■ Exercise aim ■
Images do not belong in the copy; retype the rest of the entries below exactly.

■ The data ■
◆ ◆ ◆ ◆ ◆ ◆ ◆

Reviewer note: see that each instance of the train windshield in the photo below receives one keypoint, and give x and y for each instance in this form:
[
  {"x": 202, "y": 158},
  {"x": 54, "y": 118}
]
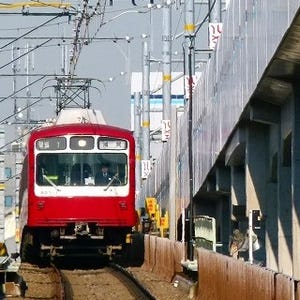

◆ ◆ ◆ ◆ ◆ ◆ ◆

■ Expected answer ■
Reviewer note: see that each instance of the train windshield in the photo below receives one keypoint, and give x and y for each instance in this form:
[
  {"x": 202, "y": 158},
  {"x": 54, "y": 118}
]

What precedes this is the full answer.